** Opening Listed records block **
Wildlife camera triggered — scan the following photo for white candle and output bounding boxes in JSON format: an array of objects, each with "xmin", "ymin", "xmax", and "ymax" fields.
** Closing Listed records block **
** Opening Listed records block **
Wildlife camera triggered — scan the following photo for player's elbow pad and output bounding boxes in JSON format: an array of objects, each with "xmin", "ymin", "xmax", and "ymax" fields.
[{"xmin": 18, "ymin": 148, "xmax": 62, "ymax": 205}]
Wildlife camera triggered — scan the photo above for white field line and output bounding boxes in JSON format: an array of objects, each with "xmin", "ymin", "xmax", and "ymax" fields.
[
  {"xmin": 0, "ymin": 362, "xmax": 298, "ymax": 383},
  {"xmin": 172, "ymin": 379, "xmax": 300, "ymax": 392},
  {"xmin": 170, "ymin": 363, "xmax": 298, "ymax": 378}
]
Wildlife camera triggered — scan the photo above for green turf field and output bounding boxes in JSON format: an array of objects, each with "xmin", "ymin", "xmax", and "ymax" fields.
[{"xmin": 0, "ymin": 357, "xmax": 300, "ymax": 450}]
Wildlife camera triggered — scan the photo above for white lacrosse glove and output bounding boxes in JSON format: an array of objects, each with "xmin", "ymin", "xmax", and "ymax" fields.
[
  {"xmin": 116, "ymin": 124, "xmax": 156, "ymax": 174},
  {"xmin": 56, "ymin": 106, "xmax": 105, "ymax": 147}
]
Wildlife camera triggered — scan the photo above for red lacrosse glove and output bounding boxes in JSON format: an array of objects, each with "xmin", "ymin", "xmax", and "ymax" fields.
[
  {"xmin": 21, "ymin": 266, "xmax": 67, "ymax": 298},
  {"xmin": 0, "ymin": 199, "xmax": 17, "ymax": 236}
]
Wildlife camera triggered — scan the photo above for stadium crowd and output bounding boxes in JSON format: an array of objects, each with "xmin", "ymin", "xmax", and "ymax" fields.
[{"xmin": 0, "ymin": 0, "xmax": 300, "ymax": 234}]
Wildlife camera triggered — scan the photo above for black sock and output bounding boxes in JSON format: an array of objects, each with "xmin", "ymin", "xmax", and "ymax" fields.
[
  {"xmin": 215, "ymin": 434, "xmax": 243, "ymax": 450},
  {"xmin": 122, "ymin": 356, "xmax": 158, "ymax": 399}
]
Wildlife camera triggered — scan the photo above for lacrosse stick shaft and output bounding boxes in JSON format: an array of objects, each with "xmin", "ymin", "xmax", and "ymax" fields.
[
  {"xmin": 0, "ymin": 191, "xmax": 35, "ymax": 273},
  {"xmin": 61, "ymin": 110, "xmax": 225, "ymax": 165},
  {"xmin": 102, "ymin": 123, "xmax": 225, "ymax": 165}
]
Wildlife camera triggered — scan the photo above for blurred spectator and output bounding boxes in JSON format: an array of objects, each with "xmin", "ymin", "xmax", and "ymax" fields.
** Closing Listed records block **
** Opening Listed records block **
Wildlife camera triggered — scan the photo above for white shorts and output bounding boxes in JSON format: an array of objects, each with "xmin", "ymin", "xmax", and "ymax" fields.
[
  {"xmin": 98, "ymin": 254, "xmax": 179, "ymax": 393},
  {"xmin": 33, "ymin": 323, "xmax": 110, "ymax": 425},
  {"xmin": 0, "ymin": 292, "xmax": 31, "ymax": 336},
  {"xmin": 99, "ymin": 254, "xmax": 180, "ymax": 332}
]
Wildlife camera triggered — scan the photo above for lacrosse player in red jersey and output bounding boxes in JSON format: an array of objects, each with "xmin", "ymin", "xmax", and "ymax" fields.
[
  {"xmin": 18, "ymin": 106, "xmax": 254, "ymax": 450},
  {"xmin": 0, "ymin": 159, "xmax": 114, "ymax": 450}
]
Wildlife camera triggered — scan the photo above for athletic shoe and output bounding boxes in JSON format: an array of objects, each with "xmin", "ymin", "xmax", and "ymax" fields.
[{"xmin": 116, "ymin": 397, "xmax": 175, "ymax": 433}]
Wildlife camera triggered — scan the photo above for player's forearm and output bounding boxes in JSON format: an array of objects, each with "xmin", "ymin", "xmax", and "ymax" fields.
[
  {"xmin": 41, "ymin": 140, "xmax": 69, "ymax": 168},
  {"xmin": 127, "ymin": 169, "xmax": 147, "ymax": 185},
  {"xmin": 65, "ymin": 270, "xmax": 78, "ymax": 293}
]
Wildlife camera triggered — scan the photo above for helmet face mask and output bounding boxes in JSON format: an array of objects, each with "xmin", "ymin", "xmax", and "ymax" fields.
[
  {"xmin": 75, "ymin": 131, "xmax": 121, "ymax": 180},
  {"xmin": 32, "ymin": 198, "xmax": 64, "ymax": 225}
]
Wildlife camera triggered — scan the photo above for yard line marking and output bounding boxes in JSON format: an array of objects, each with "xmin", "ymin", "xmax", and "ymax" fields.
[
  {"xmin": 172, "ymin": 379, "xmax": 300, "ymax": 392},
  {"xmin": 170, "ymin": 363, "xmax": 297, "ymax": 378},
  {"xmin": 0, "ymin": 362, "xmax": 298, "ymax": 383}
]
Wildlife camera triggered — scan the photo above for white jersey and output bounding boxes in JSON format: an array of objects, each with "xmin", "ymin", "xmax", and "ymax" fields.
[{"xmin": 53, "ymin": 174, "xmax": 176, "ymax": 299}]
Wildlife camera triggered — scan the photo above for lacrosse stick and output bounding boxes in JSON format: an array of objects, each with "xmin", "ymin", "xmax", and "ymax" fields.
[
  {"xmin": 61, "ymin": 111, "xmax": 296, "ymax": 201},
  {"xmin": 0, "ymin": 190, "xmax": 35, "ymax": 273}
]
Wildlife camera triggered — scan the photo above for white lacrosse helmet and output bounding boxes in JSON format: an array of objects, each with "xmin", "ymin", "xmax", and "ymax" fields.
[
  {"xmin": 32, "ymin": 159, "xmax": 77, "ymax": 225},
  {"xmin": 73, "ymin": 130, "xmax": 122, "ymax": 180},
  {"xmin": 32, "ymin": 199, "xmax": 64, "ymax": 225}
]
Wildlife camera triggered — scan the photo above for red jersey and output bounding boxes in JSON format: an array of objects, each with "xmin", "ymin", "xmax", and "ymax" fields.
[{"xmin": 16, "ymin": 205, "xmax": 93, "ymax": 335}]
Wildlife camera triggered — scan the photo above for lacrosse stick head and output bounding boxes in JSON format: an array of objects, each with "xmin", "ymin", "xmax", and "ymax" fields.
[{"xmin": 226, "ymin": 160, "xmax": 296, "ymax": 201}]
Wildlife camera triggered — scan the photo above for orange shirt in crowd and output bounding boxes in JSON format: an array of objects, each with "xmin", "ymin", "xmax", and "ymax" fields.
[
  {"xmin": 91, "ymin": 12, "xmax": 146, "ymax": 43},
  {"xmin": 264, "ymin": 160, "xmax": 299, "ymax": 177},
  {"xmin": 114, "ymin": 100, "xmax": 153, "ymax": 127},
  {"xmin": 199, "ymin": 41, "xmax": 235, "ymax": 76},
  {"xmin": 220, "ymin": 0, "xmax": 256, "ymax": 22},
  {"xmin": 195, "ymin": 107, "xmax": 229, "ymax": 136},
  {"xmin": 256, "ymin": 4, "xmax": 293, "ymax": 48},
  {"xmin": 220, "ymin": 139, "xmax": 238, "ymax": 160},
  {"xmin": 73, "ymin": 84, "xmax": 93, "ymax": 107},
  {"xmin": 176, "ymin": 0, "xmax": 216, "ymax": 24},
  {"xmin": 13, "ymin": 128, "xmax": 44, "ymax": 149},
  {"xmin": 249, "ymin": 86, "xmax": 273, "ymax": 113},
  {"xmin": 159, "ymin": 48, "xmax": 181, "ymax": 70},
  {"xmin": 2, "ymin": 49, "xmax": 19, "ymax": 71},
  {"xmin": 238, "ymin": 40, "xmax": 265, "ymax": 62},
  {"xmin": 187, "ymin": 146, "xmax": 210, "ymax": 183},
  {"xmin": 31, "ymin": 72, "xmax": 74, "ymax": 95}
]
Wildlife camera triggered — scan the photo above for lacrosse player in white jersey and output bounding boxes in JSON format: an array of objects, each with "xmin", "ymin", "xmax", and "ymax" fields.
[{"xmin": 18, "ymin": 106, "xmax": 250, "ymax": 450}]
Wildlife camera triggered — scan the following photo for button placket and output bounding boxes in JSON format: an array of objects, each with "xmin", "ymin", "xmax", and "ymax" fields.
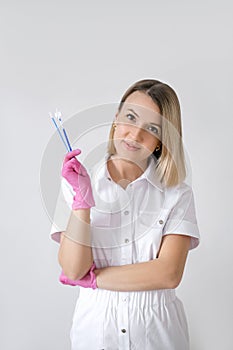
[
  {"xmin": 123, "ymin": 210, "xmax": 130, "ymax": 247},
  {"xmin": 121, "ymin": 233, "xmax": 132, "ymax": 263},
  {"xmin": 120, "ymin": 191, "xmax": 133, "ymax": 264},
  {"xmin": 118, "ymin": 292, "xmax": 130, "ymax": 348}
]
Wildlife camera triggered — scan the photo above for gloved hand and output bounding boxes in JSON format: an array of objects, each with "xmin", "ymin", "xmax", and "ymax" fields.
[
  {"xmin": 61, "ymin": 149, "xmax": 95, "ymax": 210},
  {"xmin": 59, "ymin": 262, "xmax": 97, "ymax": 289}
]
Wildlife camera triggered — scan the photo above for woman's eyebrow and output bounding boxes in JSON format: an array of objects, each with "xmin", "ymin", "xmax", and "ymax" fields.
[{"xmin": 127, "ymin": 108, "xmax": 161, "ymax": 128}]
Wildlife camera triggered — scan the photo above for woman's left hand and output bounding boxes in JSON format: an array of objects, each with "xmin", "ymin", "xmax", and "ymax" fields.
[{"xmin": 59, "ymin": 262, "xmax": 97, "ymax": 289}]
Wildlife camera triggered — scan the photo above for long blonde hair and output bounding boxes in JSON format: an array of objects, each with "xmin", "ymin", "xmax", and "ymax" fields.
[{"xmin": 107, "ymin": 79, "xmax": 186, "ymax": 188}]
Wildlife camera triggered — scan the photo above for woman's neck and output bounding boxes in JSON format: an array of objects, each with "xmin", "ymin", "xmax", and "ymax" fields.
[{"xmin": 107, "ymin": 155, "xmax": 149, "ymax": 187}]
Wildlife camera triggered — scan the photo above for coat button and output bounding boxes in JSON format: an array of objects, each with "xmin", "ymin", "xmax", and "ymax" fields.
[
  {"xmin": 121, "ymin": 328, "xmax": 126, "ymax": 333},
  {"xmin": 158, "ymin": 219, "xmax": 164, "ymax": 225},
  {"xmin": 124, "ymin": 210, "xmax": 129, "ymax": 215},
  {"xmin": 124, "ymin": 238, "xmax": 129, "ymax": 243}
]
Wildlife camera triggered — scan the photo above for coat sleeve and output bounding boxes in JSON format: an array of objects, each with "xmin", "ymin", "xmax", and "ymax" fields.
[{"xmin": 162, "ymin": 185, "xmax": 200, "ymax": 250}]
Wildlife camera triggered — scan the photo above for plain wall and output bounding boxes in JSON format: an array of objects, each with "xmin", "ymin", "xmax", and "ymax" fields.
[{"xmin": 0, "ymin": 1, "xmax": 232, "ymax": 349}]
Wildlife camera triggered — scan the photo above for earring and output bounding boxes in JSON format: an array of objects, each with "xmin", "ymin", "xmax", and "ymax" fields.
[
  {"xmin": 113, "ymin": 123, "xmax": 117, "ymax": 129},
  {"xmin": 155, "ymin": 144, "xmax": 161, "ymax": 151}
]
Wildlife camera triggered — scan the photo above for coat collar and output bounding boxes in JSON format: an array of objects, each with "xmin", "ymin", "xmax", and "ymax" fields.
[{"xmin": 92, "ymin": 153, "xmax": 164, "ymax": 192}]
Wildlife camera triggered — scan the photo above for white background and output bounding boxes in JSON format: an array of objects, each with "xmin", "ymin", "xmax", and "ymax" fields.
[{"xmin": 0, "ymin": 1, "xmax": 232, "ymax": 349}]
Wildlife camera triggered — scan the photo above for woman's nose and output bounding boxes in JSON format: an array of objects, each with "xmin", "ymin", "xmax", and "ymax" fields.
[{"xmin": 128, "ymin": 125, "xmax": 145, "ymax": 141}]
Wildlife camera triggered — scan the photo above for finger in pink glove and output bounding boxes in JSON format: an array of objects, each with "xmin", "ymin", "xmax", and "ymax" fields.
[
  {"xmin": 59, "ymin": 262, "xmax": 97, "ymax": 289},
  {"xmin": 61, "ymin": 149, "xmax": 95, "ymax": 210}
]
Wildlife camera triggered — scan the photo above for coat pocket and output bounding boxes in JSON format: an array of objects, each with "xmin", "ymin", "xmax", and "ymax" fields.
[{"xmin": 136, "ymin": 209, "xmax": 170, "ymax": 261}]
** Closing Listed records block **
# Assigned task:
Look back at the data above. Transcribe exactly the lines starting at the line that contains "Wildlife camera triggered — scan the photo above for black" and ending at the line that contains "Wildlife camera triggered — scan the photo above for blurred".

# Task result:
Wildlife camera triggered — scan the photo above for black sock and output bounding boxes in JSON format: an array of objects, each with "xmin", "ymin", "xmax", and "ymax" fields.
[
  {"xmin": 215, "ymin": 434, "xmax": 243, "ymax": 450},
  {"xmin": 122, "ymin": 356, "xmax": 158, "ymax": 399}
]
Wildlife camera triggered — scan the photo above for lacrosse stick shaft and output bounding boxes in JSON format: an array of objects, each with "xmin", "ymin", "xmax", and "ymax" fields.
[
  {"xmin": 0, "ymin": 191, "xmax": 35, "ymax": 273},
  {"xmin": 61, "ymin": 110, "xmax": 225, "ymax": 165},
  {"xmin": 102, "ymin": 123, "xmax": 225, "ymax": 165}
]
Wildlife camera triggered — scan the photo above for blurred spectator and output bounding boxes in JSON format: an array of objects, each with "xmin", "ymin", "xmax", and "ymax" fields.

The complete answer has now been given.